**Extract provided:**
In Culture Fashion

Why Fat Or Black People Are Defined As Unattractive?


            The representation on media always help audience to identify themselves into different social groups that are being portrayed on TV, flims, adverts, music videos, magazines, etc. There are discourses lie on media along with the representations, according to Foucault, discourse is a way of speaking about the world, but also about what is allowed to be said about a particular aspect o society and about how someone or a social group is represented in the media. Discourse defines and produces the objects of out knowledge and governs the way that a topic can be meaningfully practice and used to regulate the conduct of others, nothing that is meaningful exists outside discourse (Hall, 1997: 49) Identity refers to the idea of selfhood, personal identity marks someone out as a unique and quite distinct individual, people realize the difference between themselves and the others, at the same time, identify themselves into a certain group of people who they reckon they are similar, and hence, identify is formed. (Fulcher and Scott, 2011) In short, the formation of identity builds up on comparing and contrasting oneself with another.

**The problem:** According to the passage on media representation and identity, what does the formation of identity build on?

**Stored records:**
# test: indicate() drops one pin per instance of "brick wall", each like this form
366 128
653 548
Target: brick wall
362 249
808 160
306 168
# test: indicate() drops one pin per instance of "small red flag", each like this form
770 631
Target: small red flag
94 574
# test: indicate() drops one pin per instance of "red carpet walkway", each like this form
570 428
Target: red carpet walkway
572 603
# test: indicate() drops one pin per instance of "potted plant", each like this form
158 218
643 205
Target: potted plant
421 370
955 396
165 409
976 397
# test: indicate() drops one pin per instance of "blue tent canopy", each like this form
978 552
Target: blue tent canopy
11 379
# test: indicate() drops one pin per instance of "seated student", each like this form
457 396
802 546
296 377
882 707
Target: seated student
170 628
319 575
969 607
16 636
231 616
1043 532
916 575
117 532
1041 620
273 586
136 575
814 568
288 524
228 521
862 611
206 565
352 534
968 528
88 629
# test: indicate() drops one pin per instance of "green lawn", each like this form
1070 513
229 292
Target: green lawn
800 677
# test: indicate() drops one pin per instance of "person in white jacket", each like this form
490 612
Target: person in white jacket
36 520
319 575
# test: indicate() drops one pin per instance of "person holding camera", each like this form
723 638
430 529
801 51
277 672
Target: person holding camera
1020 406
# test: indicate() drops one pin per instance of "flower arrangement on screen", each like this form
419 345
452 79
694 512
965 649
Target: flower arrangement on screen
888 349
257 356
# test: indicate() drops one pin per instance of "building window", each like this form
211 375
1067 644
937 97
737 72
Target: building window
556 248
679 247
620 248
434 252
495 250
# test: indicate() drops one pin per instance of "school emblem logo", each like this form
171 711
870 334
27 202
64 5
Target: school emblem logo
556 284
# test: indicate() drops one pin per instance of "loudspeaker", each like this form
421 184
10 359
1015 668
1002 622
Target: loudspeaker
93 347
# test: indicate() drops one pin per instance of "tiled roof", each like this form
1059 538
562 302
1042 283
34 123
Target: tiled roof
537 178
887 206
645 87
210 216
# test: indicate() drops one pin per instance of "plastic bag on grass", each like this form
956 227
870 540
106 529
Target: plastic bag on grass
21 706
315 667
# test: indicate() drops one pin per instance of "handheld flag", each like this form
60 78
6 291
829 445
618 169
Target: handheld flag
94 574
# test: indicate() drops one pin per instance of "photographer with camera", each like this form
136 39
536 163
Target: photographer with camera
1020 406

**Result for this task:** It builds on comparing and contrasting oneself with another.